WHAT THE TASK ASKS – Exactly as written, output each of the lines below, with no images.

Point-per-instance localization data –
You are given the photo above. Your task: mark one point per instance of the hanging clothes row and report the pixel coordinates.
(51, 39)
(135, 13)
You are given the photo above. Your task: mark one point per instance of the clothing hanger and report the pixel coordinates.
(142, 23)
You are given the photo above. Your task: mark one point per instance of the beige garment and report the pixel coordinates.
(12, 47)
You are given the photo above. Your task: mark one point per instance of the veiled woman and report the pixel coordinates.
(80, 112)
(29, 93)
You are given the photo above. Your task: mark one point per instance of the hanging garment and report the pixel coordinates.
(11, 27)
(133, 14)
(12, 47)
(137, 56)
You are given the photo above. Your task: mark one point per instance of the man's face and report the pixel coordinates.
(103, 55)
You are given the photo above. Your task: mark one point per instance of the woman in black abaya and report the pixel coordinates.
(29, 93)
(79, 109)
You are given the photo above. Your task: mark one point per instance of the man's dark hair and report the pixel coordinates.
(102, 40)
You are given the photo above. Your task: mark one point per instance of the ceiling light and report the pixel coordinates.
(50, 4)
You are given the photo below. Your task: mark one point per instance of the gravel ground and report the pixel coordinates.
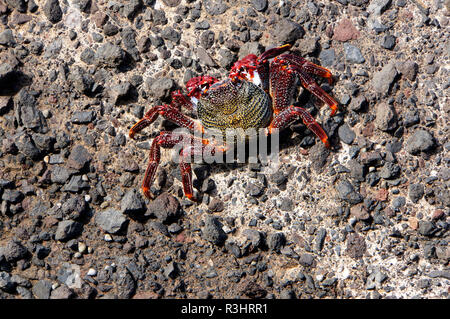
(368, 218)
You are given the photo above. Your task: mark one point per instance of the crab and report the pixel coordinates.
(257, 94)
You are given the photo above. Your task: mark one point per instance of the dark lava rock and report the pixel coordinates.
(383, 79)
(408, 69)
(215, 7)
(346, 134)
(327, 57)
(79, 157)
(416, 192)
(420, 141)
(386, 117)
(388, 42)
(356, 246)
(306, 260)
(110, 55)
(166, 208)
(7, 38)
(207, 39)
(389, 170)
(427, 228)
(19, 5)
(254, 291)
(53, 11)
(42, 289)
(132, 203)
(171, 34)
(347, 193)
(68, 229)
(287, 31)
(27, 114)
(26, 146)
(259, 5)
(81, 80)
(353, 54)
(82, 117)
(161, 88)
(213, 232)
(14, 251)
(6, 282)
(275, 241)
(111, 221)
(319, 155)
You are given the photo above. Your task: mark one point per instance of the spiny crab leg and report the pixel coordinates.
(291, 64)
(168, 112)
(293, 113)
(169, 140)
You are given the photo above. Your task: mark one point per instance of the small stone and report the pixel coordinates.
(356, 246)
(386, 117)
(327, 57)
(275, 241)
(79, 157)
(216, 205)
(215, 7)
(346, 134)
(42, 289)
(132, 203)
(416, 192)
(383, 79)
(171, 270)
(389, 170)
(111, 221)
(82, 117)
(27, 114)
(306, 260)
(171, 34)
(376, 7)
(259, 5)
(409, 69)
(161, 88)
(420, 141)
(166, 208)
(427, 228)
(68, 229)
(207, 39)
(388, 42)
(287, 31)
(347, 193)
(14, 251)
(359, 212)
(62, 292)
(353, 54)
(110, 55)
(213, 232)
(6, 283)
(7, 38)
(345, 31)
(19, 5)
(205, 58)
(53, 11)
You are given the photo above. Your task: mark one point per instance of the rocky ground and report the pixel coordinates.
(368, 218)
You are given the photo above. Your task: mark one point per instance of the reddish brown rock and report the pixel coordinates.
(345, 31)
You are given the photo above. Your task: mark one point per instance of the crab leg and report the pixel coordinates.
(308, 66)
(167, 140)
(179, 100)
(281, 87)
(294, 64)
(271, 53)
(292, 113)
(168, 112)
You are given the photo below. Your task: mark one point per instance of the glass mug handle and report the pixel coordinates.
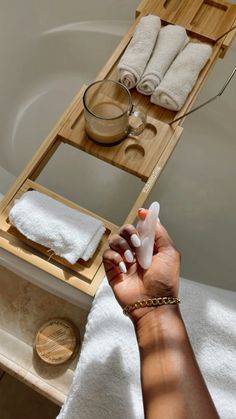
(137, 115)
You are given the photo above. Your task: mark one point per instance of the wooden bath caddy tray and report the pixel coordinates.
(144, 156)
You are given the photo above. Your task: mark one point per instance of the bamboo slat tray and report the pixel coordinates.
(144, 156)
(207, 18)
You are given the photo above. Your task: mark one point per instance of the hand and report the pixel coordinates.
(128, 280)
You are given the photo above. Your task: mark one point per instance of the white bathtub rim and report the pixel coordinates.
(44, 280)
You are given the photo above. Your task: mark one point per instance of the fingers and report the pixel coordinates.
(114, 264)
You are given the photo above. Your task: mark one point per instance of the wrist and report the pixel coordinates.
(162, 320)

OUTPUT FOR THIS EXERCISE –
You are given the photo above. Your task: mark one point per instance of the hanging clothes row and report the pixel coordinates.
(51, 39)
(135, 13)
You are given the photo above. Your task: mark one point per instance of the clothing hanger and report the pixel coordinates.
(142, 23)
You are given the photo above. Your task: mark one point per instance of the beige garment and report the pixel coordinates.
(12, 47)
You are given the photo above. Your task: mark one point per instance of the veiled woman and report the pixel coordinates.
(80, 112)
(29, 93)
You are given the photo above. Your task: mark one point per instance of the hanging garment and report the pixel coordinates.
(11, 27)
(133, 14)
(12, 47)
(137, 56)
You are given the photo above. Your task: mark one point per instance of the man's face and report the pixel coordinates.
(103, 55)
You are given the photo above. Your task: mark one point per instance of the woman in black abaya and report the pixel coordinates.
(29, 93)
(79, 109)
You are given the photo above. Your task: mark one point per instance of the man's dark hair and report the pixel coordinates.
(102, 40)
You are given the photo above. Your task: mark one point per instance of the ceiling light and report the pixel coordinates.
(50, 4)
You are given the photo below. Your task: mark one point per instance of the gravel ground and report the pixel coordinates.
(368, 218)
You are given the photo above. Your task: mark one point per instance of the crab and report the pixel coordinates.
(257, 94)
You are given the photo above. Your task: mark one point per instance of the dark lava rock and report the pixel coordinates.
(383, 79)
(408, 69)
(215, 7)
(346, 134)
(327, 57)
(79, 157)
(416, 192)
(420, 141)
(386, 117)
(388, 42)
(356, 246)
(306, 260)
(110, 55)
(166, 208)
(7, 38)
(207, 39)
(389, 170)
(427, 228)
(19, 5)
(254, 291)
(53, 11)
(42, 289)
(132, 203)
(171, 34)
(347, 193)
(68, 229)
(287, 31)
(27, 114)
(26, 146)
(259, 5)
(81, 80)
(353, 54)
(82, 117)
(161, 88)
(213, 232)
(14, 251)
(6, 282)
(275, 241)
(111, 221)
(319, 155)
You are given the photo above. Your task: mark one point per instance of the spiny crab leg and report the pixel coordinates.
(291, 64)
(168, 112)
(293, 113)
(169, 140)
You are given the photo above. Your task: mark one point per instance of the small stone and report the pixel coordinates.
(356, 246)
(386, 117)
(327, 57)
(275, 241)
(79, 157)
(216, 205)
(215, 7)
(346, 134)
(42, 289)
(132, 203)
(416, 192)
(383, 79)
(171, 270)
(389, 170)
(111, 221)
(82, 117)
(27, 114)
(306, 260)
(171, 34)
(376, 7)
(259, 5)
(409, 69)
(161, 88)
(420, 141)
(166, 208)
(427, 228)
(68, 229)
(207, 39)
(388, 42)
(287, 31)
(347, 193)
(14, 251)
(359, 212)
(62, 292)
(353, 54)
(110, 55)
(213, 232)
(6, 283)
(7, 38)
(345, 31)
(19, 5)
(205, 58)
(53, 11)
You are given the photo above. Your task: mark one point per instance of the rocky ground and report the pixel coordinates.
(368, 218)
You are given the photo above. Your task: mark one point per instance of the reddish brown rock and report the pixel coordinates.
(345, 31)
You are given the photo above. Your task: mark one point per instance of the crab leg and report the pixel coordinates.
(308, 66)
(167, 140)
(179, 100)
(281, 87)
(294, 64)
(271, 53)
(292, 113)
(168, 112)
You are given the photo below. Your task: mark one point per instance of the glass mug handle and report the pixel coordinates.
(137, 115)
You are given the photo above. Your task: mark one point per instance of the wooden bath caddy tray and report the pixel coordinates.
(144, 156)
You are given the photo above. Your task: mark one point per instance of the bamboo slat tray and report the pixel coordinates.
(144, 156)
(207, 18)
You are given the photo above. Your task: mark one point per instance of the hand and report the pixel coordinates.
(128, 280)
You are given the photo above. Your task: mark one point per instance of the white bathtub rim and report the pixel coordinates.
(44, 280)
You are given the photo above. Your task: mark one point per instance of the fingers and report the pixel coordinates.
(114, 264)
You are given the photo above. Your task: mark one point per instance of the wrist and report the pixel coordinates.
(162, 320)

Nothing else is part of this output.